Task item. An exact retyping of all lines below is the answer; pictures do not belong in it.

Referring expression data
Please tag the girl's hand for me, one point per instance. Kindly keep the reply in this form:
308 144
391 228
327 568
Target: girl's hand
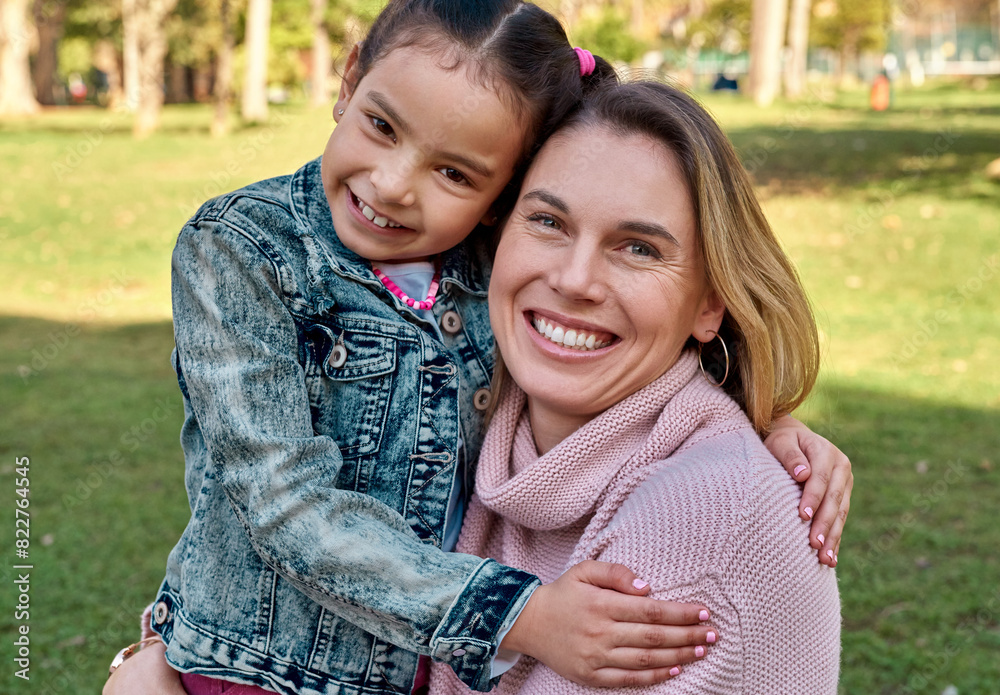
595 626
828 479
146 672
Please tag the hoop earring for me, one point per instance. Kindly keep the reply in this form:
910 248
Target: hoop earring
725 350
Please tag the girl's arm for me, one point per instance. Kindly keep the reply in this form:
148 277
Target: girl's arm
826 472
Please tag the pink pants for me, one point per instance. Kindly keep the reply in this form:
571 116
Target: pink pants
197 684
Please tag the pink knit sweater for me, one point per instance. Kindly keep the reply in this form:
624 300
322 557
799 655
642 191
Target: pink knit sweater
673 482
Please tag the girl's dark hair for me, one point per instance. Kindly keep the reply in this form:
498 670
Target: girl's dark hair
768 326
514 48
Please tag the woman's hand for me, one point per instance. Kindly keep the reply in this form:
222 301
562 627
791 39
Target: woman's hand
828 479
595 626
146 672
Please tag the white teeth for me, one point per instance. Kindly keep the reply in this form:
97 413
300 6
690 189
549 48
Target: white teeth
570 338
374 216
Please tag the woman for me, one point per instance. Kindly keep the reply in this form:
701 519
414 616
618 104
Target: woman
611 444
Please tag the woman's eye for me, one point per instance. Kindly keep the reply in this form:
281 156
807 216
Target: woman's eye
383 127
454 175
639 249
544 220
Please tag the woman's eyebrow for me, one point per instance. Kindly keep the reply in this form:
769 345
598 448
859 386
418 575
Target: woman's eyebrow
649 229
548 199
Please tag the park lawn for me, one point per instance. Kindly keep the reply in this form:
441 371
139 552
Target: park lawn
889 217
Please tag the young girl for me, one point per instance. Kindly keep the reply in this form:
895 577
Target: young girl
334 355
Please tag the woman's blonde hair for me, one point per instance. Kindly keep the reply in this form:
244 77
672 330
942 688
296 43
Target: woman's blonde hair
768 328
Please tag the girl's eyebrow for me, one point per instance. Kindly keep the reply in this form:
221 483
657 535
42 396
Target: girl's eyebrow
635 226
474 165
381 101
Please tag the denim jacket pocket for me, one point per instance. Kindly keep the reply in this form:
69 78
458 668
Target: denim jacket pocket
356 371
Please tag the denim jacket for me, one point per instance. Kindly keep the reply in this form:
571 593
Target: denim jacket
321 437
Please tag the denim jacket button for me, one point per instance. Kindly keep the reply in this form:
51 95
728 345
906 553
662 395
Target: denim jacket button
338 357
482 399
451 322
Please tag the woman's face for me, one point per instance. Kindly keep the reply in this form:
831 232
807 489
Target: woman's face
601 251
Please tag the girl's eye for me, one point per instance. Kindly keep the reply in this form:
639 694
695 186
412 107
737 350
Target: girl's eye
383 127
454 175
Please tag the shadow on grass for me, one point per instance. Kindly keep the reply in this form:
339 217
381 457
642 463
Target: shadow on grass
813 160
917 571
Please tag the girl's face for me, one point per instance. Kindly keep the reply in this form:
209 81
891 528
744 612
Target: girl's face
417 158
598 280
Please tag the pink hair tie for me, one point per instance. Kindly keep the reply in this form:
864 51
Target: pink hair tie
587 62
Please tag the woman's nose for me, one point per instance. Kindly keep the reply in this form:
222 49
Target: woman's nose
394 181
578 274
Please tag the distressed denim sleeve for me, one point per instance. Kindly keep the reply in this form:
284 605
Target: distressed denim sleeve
238 354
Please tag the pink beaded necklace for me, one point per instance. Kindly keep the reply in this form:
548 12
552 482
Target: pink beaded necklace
408 300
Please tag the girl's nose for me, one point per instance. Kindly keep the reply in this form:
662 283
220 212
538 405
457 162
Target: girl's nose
394 182
579 274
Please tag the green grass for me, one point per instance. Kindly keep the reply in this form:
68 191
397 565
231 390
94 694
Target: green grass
888 216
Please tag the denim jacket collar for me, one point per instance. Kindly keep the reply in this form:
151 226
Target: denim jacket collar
466 266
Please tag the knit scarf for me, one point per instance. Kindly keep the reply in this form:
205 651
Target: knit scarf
539 513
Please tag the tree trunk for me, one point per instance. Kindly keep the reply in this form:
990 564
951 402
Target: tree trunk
16 94
223 74
767 33
143 22
177 85
258 31
49 20
130 53
320 55
798 48
106 60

Answer to this task.
Please tag the girl's hand for me, one point per instance. Kindly keep the reply in this form:
308 144
391 228
327 568
Target: girl's hand
595 626
828 479
146 672
Please tag the hoop earring for me, one point per instance. Kindly keep the reply in this form:
910 248
Target: hoop earring
725 350
Please tag the girl's arm for me, one point per instance. Kindly keep the reply in this form:
148 277
Target: girl's arm
826 472
Please tag the pink pants for me, one point per instance. Kindly keep the reply in this form:
571 116
Target: pink pants
197 684
Please tag the pink knit sweater for me, one point per instance. Kindly keep the reply in this form:
624 300
322 557
799 655
642 191
Target: pink knit sweater
673 482
Please tag the girl's dark hair for me, one point per instance. Kindly keep the reply in this form:
498 670
Target: girl's dark hair
768 326
514 48
Please tag the woman's hand for me, one point per instance. Kindly keep the reply in this form:
222 301
562 627
791 39
Target: woman's hand
828 479
595 626
146 672
Please tag the white teeth for me, one point per instance. Kindly keep the reply in this form:
97 413
300 6
690 189
549 48
Target: white teeth
570 338
374 216
Please tag the woman for me, one point per instance. Kindly keep the reply in this form:
701 519
414 616
618 104
Target: woman
611 444
Please tag the woman's eye for me, one point per instance. Kindly keep the reply in this form:
281 156
807 216
Target: woman's eye
383 127
454 175
639 249
544 220
Please tag the woman's eyebrow for me, one point per instance. Kindly keep the reply in this form:
769 345
598 448
859 386
418 575
Target: woman's eyebrow
649 229
548 199
Please tag the park lawn for me, one point per instance. Kindly keep the reply in this form:
441 371
139 552
Target: park lawn
889 217
Please tag the young girl for me, one point per instance. Kindly keep the reply in this form:
895 577
Target: young girl
334 355
Please tag the woman's blonde hair for me, one point per instance. Kindly keep the reply in this form:
244 77
672 330
942 688
296 43
Target: woman's blonde hair
768 328
Please tag the girl's eyebrow for me, one point per instance. Kindly keep the reply in this form:
221 483
657 535
42 396
Target: girl's eyebrow
635 226
474 165
381 101
Please tag the denim jacket pocket for me, one point per instance. Kindly keep the reply in this form:
69 78
458 668
Target: denim jacket pocket
356 371
Please tag the denim jacket for me, one point per instance. Kindly keep the reply in this form:
571 593
Target: denim jacket
321 437
Please tag the denim jacket button for me, one point per instance. Kindly keep the reply in this form:
51 95
728 345
906 553
662 395
Target: denim jacket button
338 357
482 399
451 322
Please tag the woman's face for me, one point per instance. Kindly keep the reply in this form:
831 232
807 489
Target: woman's face
601 251
Please tag the girl's eye for me, one point per instance. Kindly keep the reply in this form:
639 694
695 186
412 107
737 350
Target: girl's eye
383 127
454 175
Please tag the shadow on grass for me, one point per instance. Kindly keep the reply in this form:
339 217
381 457
642 463
Target: shadow on grass
813 160
917 571
Please tag the girl's face for me, one point per instance. Kindly keep the reply in this form:
209 81
891 528
744 612
Target: girl's face
417 158
598 280
Please tag the pink hair tie for me, one point per instance. Kindly keep the reply in this form:
864 51
Target: pink hair tie
587 62
Please tag the woman's nose for me, one point per instance. Kindly keep the reply in this form:
222 49
Target: woman's nose
394 181
578 274
Please tag the distressed denim sleeve for me, one point per instance. Kindly keep the reply in this form:
284 605
Target: distressed denim sleeve
238 354
Please tag the pink beaded necklace for me, one point per instance. Kindly keep the reply in this form:
548 12
552 482
Target: pink beaded necklace
408 300
Please tag the girl's nose for me, one point per instance. Kindly keep the reply in this form:
662 283
220 212
538 405
457 162
Target: girl's nose
394 182
579 274
Please tag the green grass for me, one point per instance. Kindly keep the reply in this form:
68 191
397 565
231 390
94 694
Target: green grass
888 216
Please tag the denim jacket collar for me, one point per instance. Kindly keep the reply in this form:
151 226
Target: denim jacket collar
466 266
Please tag the knit scarf for me, one point per instance. Kindly keep the reply in this form:
205 651
Target: knit scarf
539 513
Please tag the tree trunk for me, one point per instance. Kindly keep the reply in this form:
990 564
951 402
Target: tree trunk
16 94
223 74
767 33
143 22
177 85
258 31
49 20
130 53
320 55
798 48
106 60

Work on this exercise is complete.